### Problem to solve
Update the lines of every record below by replacing "marks a hole" with "indicates a hole", leaving everything else as it is.

### Exercise inputs
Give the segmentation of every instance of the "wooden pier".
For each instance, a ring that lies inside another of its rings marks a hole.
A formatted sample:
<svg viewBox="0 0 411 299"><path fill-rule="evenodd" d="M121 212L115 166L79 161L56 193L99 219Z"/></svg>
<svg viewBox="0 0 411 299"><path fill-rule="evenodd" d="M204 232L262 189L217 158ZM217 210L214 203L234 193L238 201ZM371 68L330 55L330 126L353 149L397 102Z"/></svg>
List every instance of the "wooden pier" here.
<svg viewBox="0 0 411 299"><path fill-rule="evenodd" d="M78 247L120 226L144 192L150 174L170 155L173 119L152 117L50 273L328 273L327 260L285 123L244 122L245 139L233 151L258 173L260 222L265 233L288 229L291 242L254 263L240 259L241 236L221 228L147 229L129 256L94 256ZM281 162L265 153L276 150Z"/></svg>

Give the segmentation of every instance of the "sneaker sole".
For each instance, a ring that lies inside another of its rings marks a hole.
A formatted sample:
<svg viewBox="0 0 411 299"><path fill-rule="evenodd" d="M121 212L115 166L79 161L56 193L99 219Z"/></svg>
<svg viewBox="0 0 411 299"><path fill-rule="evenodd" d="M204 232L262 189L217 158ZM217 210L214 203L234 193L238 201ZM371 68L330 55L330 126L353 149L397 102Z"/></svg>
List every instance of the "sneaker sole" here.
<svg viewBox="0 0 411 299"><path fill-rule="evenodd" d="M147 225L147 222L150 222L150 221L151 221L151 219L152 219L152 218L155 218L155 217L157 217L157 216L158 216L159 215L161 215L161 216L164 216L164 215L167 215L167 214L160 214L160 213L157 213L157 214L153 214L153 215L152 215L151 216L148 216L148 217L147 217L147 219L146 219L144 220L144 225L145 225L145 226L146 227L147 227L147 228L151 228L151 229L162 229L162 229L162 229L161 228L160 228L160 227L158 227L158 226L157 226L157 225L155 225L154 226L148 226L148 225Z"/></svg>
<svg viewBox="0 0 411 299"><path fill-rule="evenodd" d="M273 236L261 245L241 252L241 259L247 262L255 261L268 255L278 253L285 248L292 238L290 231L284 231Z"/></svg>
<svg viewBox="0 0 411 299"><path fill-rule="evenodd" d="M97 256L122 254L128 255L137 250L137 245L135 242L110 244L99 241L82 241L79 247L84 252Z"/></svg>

### Output for this exercise
Give the segmentation of every instance of the "wooden pier".
For each instance, a ring that lies inside another of its rings indicates a hole.
A formatted sample:
<svg viewBox="0 0 411 299"><path fill-rule="evenodd" d="M121 212L115 166L79 161L56 193L99 219Z"/></svg>
<svg viewBox="0 0 411 299"><path fill-rule="evenodd" d="M204 232L262 189L217 158ZM217 210L214 203L234 193L238 201ZM371 68L330 55L330 126L353 149L397 102Z"/></svg>
List every instance of the "wooden pier" here.
<svg viewBox="0 0 411 299"><path fill-rule="evenodd" d="M78 247L120 226L144 192L150 174L170 155L173 119L152 117L50 273L328 273L327 260L285 123L244 122L245 139L233 151L258 173L260 222L265 233L288 229L291 242L254 263L240 259L241 236L221 228L147 229L129 256L94 256ZM281 162L265 153L276 150Z"/></svg>

Give the segmentation of every instance of the "sneaker sole".
For each instance, a ring that lies inside another of its rings indicates a hole.
A formatted sample:
<svg viewBox="0 0 411 299"><path fill-rule="evenodd" d="M121 212L115 166L79 161L56 193L99 219Z"/></svg>
<svg viewBox="0 0 411 299"><path fill-rule="evenodd" d="M204 232L262 189L217 158ZM217 210L214 203L234 193L238 201ZM371 68L330 55L330 126L353 149L397 102Z"/></svg>
List every instance of the "sneaker sole" here.
<svg viewBox="0 0 411 299"><path fill-rule="evenodd" d="M147 225L147 222L150 222L150 221L151 221L151 219L152 219L152 218L155 218L155 217L157 217L157 216L158 216L159 215L161 215L161 216L164 216L164 215L167 215L167 214L160 214L160 213L157 213L157 214L153 214L153 215L152 215L151 216L148 216L148 217L147 217L147 219L146 219L144 220L144 225L145 225L145 226L146 227L147 227L147 228L151 228L151 229L162 229L162 229L162 229L161 228L160 228L160 227L158 227L158 226L157 226L157 225L155 225L154 226L148 226L148 225Z"/></svg>
<svg viewBox="0 0 411 299"><path fill-rule="evenodd" d="M273 236L261 245L241 252L241 259L247 262L255 261L268 255L278 253L285 248L292 238L290 231L284 231Z"/></svg>
<svg viewBox="0 0 411 299"><path fill-rule="evenodd" d="M97 256L122 254L128 255L137 250L137 245L135 242L110 244L99 241L82 241L79 247L84 252Z"/></svg>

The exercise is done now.